Your task is to transcribe the entries below exactly, beginning with the line containing "# test: pointer returns one pin per instance of the gauge" and ending with the final line, and to add nothing else.
--- RECORDED INFORMATION ---
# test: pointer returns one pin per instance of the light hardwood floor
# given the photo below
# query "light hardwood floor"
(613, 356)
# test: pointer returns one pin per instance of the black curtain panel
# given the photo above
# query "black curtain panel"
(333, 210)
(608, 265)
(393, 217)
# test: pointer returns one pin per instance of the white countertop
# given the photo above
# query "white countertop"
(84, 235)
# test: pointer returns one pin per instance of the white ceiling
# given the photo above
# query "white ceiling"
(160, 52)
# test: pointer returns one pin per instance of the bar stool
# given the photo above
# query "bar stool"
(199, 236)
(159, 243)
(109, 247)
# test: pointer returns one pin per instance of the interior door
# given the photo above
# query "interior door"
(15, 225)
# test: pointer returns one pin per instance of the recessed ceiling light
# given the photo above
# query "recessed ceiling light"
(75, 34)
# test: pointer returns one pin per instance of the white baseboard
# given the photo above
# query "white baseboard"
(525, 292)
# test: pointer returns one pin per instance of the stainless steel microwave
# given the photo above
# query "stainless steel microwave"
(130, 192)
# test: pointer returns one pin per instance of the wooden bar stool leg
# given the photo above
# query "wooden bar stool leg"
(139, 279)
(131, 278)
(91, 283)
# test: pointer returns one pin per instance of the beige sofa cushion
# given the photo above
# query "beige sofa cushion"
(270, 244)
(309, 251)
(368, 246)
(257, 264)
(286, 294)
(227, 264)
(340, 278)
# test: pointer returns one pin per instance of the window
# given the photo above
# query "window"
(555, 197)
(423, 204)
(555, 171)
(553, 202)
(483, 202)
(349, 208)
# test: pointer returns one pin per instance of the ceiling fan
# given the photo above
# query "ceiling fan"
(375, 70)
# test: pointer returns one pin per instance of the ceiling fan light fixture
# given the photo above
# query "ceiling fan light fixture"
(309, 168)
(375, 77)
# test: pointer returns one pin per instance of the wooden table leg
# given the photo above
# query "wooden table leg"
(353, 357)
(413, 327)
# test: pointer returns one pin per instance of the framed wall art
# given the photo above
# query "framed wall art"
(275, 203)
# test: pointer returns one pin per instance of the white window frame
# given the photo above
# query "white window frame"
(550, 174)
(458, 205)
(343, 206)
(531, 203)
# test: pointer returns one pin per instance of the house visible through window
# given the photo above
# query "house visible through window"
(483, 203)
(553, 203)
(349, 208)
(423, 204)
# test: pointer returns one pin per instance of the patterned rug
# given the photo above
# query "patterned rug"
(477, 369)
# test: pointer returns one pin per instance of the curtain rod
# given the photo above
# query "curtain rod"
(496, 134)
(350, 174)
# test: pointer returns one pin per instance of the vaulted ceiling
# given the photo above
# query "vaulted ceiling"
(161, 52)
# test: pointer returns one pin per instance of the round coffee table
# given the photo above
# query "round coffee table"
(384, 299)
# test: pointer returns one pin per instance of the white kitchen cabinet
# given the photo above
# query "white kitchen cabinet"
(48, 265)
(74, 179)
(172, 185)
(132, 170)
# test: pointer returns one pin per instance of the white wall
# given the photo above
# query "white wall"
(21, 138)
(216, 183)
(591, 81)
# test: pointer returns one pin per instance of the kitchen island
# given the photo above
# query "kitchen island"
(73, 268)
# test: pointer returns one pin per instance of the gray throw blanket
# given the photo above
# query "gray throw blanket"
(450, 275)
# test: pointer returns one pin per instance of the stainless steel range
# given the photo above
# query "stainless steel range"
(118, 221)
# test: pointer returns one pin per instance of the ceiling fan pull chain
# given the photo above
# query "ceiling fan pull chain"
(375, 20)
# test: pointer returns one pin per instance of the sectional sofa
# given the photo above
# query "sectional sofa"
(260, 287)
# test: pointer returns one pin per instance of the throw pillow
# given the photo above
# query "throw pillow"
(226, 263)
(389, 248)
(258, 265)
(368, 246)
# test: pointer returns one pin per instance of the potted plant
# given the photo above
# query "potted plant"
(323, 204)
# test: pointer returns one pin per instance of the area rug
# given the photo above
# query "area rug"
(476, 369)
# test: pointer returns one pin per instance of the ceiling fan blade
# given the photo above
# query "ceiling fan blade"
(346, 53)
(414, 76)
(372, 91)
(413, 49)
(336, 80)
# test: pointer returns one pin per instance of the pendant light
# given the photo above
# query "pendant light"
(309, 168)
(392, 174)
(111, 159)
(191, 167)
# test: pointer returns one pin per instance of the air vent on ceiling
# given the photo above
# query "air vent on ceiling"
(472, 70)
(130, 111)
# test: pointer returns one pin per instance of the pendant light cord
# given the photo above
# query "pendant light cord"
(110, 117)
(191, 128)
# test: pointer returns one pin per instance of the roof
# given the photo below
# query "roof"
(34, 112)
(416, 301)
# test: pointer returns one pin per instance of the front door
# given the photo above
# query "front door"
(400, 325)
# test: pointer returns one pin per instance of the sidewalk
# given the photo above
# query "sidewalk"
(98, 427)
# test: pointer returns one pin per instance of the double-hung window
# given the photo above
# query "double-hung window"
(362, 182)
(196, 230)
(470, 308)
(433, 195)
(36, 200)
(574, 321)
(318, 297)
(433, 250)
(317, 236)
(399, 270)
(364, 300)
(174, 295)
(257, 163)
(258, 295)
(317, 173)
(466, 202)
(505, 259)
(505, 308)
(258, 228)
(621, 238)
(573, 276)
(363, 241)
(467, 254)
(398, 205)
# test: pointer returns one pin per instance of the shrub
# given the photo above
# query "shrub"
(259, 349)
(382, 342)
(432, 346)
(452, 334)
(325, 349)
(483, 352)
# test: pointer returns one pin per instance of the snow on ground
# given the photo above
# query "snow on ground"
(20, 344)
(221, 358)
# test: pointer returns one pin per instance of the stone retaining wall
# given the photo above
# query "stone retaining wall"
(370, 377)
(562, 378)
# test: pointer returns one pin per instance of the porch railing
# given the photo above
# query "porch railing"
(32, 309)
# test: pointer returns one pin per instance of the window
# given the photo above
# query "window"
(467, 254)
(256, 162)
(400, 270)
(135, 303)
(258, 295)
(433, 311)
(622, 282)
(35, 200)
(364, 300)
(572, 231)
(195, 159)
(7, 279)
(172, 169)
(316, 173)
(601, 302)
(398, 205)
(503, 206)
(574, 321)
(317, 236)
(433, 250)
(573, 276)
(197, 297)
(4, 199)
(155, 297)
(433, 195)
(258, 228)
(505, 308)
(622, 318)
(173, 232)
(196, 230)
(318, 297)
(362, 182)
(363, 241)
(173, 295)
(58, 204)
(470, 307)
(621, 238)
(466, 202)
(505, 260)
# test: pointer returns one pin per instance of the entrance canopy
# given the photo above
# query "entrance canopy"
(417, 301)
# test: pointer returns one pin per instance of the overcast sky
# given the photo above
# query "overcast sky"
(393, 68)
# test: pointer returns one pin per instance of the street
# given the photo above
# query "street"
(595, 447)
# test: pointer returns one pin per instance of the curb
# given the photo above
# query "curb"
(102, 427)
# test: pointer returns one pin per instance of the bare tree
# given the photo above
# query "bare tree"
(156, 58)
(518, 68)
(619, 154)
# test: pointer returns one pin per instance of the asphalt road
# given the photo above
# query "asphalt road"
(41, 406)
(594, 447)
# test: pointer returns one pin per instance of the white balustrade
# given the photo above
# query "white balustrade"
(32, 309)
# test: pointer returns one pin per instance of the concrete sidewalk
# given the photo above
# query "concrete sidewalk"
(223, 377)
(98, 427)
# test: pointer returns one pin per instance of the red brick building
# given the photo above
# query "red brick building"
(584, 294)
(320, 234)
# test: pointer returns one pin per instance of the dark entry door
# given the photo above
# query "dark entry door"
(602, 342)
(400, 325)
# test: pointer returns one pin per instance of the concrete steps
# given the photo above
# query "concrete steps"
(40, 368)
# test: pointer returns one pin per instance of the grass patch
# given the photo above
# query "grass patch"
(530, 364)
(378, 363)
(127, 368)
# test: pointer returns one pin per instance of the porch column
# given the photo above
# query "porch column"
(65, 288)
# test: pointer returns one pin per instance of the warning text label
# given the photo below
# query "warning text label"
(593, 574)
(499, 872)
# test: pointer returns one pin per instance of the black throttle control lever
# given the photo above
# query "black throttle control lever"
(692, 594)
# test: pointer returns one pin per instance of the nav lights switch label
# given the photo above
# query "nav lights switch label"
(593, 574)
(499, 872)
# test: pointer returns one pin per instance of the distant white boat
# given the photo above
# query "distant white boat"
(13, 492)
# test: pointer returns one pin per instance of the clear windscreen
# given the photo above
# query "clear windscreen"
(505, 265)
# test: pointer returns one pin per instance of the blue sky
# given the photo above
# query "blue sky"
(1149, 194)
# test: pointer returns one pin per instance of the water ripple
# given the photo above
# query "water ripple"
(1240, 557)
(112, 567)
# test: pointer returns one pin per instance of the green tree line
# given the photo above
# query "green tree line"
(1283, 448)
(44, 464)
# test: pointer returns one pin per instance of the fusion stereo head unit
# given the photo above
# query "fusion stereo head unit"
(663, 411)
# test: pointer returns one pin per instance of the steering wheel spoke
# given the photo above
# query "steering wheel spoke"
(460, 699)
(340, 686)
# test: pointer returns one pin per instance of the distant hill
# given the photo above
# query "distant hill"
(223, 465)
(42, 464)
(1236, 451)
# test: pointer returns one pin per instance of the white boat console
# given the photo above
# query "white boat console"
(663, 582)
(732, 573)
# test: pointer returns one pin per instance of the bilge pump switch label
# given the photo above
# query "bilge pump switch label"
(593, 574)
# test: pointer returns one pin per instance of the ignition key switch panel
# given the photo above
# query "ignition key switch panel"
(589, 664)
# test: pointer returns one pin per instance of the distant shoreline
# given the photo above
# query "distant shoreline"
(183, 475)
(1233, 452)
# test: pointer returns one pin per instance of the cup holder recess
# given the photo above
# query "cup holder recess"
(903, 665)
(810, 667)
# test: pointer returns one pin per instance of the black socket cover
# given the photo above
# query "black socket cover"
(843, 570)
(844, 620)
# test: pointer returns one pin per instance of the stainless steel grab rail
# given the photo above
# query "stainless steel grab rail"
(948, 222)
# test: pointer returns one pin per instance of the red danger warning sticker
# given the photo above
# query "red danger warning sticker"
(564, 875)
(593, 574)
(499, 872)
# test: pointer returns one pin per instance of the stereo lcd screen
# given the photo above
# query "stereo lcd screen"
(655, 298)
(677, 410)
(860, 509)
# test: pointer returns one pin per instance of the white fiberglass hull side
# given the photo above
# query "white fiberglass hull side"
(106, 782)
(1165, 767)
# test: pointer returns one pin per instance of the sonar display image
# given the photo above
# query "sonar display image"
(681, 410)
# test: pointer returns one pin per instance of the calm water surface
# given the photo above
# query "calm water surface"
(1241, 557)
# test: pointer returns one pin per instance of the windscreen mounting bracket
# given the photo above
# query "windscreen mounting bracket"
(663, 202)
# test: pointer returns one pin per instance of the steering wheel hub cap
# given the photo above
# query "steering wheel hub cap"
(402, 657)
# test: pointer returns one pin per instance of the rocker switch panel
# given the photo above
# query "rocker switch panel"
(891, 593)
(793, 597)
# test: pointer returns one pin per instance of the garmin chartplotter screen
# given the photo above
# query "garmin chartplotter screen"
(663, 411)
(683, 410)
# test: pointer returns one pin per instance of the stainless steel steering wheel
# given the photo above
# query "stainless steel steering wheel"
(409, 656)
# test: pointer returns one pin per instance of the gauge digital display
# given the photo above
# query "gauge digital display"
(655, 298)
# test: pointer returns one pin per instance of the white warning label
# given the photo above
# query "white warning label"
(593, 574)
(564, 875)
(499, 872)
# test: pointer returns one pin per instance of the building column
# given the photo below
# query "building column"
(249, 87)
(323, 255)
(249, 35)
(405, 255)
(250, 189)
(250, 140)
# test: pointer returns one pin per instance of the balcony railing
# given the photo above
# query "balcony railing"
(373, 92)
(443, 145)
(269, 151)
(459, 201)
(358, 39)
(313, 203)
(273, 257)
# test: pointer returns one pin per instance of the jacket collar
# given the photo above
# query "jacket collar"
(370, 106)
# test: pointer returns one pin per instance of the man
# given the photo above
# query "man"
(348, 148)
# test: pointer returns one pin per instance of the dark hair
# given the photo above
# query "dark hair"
---
▶ WRITTEN ANSWER
# test: pointer returns one pin per instance of the gauge digital display
# given the photo above
# query "gauge digital display"
(655, 298)
# test: pointer returns one pin per instance of the white warning label
# given the photo above
# query "white warning label"
(593, 574)
(564, 875)
(499, 872)
# test: pointer returns one pin per instance of the building column
# given the photo below
# query "building column"
(249, 87)
(323, 255)
(249, 35)
(405, 255)
(250, 189)
(250, 140)
# test: pointer returns one pin per instance of the balcony railing
# given the photo above
# query "balcony railing"
(373, 92)
(443, 145)
(269, 151)
(459, 201)
(358, 39)
(313, 203)
(273, 257)
# test: pointer returns one pin per instance of the jacket collar
# given the photo above
# query "jacket collar"
(370, 106)
# test: pointer returns one pin per instance of the man
# given the photo above
# query "man"
(348, 148)
# test: pointer returns one pin per instance of the dark hair
# given the photo above
# query "dark hair"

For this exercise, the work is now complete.